Records from a pointing dataset
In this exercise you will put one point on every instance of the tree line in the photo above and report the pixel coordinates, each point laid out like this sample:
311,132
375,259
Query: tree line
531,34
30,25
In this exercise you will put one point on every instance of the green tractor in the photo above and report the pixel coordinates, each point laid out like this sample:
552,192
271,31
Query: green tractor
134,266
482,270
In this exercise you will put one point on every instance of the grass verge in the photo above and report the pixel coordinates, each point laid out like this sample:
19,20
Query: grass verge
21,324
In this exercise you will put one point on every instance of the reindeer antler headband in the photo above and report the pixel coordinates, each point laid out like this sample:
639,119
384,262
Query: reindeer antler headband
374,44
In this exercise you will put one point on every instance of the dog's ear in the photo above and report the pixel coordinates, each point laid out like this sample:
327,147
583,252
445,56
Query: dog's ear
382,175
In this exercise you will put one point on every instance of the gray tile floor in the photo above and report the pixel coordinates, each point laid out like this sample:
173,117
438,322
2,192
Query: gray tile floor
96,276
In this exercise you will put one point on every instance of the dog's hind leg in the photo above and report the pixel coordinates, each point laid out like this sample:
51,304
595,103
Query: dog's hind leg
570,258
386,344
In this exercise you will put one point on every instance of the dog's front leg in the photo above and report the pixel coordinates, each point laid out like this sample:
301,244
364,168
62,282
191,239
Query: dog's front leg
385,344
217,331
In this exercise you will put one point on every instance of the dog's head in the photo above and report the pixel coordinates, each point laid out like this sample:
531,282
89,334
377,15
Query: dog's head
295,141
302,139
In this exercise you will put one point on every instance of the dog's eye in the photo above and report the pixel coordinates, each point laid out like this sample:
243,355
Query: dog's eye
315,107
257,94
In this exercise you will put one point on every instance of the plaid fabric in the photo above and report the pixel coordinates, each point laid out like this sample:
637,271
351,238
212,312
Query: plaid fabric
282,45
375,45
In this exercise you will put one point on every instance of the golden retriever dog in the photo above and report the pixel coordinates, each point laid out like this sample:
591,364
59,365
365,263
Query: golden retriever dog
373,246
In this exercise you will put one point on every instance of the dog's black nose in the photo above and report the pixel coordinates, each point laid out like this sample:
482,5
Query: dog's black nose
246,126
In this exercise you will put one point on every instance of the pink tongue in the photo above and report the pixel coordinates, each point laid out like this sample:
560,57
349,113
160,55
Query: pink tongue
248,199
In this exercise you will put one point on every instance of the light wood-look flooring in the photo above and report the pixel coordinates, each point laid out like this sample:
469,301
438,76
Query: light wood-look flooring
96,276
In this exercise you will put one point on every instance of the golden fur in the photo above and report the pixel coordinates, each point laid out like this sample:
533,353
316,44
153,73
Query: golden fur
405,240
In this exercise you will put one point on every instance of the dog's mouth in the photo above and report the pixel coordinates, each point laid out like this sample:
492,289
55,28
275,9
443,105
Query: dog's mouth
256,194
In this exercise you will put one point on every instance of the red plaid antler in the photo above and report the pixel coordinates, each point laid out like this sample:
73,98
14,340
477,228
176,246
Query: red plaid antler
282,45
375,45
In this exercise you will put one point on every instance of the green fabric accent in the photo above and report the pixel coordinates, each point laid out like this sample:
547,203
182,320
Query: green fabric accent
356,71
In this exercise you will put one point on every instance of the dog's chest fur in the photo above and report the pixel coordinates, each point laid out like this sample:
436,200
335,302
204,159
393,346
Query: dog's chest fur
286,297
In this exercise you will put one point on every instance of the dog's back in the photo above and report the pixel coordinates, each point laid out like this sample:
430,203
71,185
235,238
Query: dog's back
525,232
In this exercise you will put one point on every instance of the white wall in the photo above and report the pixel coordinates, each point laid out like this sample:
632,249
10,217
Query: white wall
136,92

§ **Exercise goal**
Copy all of the lines above word for word.

§ **Answer to the task**
In this exercise you will put one point on every instance of the tree line in the photo above and report the pixel coordinates, each point laid out like this sample:
311,132
375,259
Query: tree line
531,34
30,25
In this exercise you will put one point on every instance of the green tractor in the photo above and report the pixel coordinates, each point laid out like this sample:
552,192
271,31
Query: green tractor
134,266
482,270
In this exercise you will put one point on every instance of the grass verge in the photo above and report the pixel coordinates, each point laid out like this sample:
19,20
Query: grass verge
21,324
In this exercise you will put one point on every instance of the reindeer antler headband in the photo above and report the pixel coordinates, each point laid out like this sample:
639,119
384,262
Query: reindeer antler headband
374,44
In this exercise you will put one point on every instance of the dog's ear in the photo above and report the pixel coordinates, each point laid out like this sample:
327,147
583,252
445,56
Query: dog's ear
382,175
In this exercise you will put one point on every instance of the gray tile floor in the photo above and report the pixel coordinates, each point laid out like this sample:
173,117
438,322
2,192
Query: gray tile floor
96,276
In this exercise you will put one point on every instance of the dog's hind leg in the photo above and report the pixel coordinates, each point laid out like this sample:
51,304
595,103
Query: dog's hind leg
570,258
386,344
In this exercise you will put one point on every instance of the dog's front leg in the photo above and report the pixel coordinates, each point laid out like this sample:
301,244
364,168
62,282
191,239
Query: dog's front leg
385,344
217,331
In this exercise you will put one point on every instance of the dog's head in the photo above and report the pixel coordinates, each point laid out like this sample:
531,282
89,334
377,15
Query: dog's head
295,141
302,139
In this exercise you will put one point on every instance of the dog's eye in the photo above and report the pixel coordinates, each point laid out like this sample:
243,355
Query: dog's eye
315,107
257,94
In this exercise you will put one point on every instance of the plaid fabric in the photo above and report the pixel coordinates, each point laid out like this sample:
637,271
351,238
212,312
Query: plaid fabric
282,45
375,45
In this exercise you will put one point on every instance of the golden retriever dog in the photo above and report the pixel coordinates, each point laid out like this sample:
591,364
59,365
365,263
Query: golden retriever dog
373,246
In this exercise you will put one point on every instance of the dog's black nose in the photo above and report the pixel coordinates, each point laid out like this sample:
482,5
Query: dog's black nose
246,126
In this exercise you will put one point on every instance of the pink tongue in the photo above and report the pixel coordinates, each point laid out like this sample:
560,57
349,113
160,55
Query: pink tongue
248,199
In this exercise you will put one point on every instance of the light wood-look flooring in the photo above and report the pixel coordinates, each point laid out like this sample:
469,301
438,76
Query: light wood-look flooring
96,276
In this exercise you will put one point on every instance of the golden fur in the photo above and report the pixel coordinates, each point laid out like this sample:
533,353
316,44
153,73
Query: golden fur
405,240
In this exercise you will put one point on every instance of the dog's mouth in the photo above and report the pixel coordinates, each point laid out like this sample:
492,289
55,28
275,9
443,105
Query: dog's mouth
256,194
In this exercise you will put one point on every instance of the red plaid antler in the photo above and report the pixel coordinates, each point laid out like this sample:
73,98
14,340
477,228
176,246
Query: red plaid antler
282,45
375,45
In this exercise you will put one point on every instance of the green fabric accent in the photo above and report the pixel coordinates, each point laid out like this sample:
547,203
182,320
Query: green fabric accent
356,71
In this exercise you will put one point on every instance of the dog's chest fur in the photo above and report the pixel coordinates, each point laid out like this sample:
436,200
335,302
204,159
393,346
Query: dog's chest fur
286,297
In this exercise you will put one point on every instance of the dog's back in the photo above and report the pixel coordinates, each point laid out like this sample:
430,203
71,185
235,238
Query: dog's back
525,232
In this exercise you will put one point on every instance of the white wall in the photo above and report the pixel coordinates, each point laid out like this sample:
632,249
10,217
Query: white wall
136,92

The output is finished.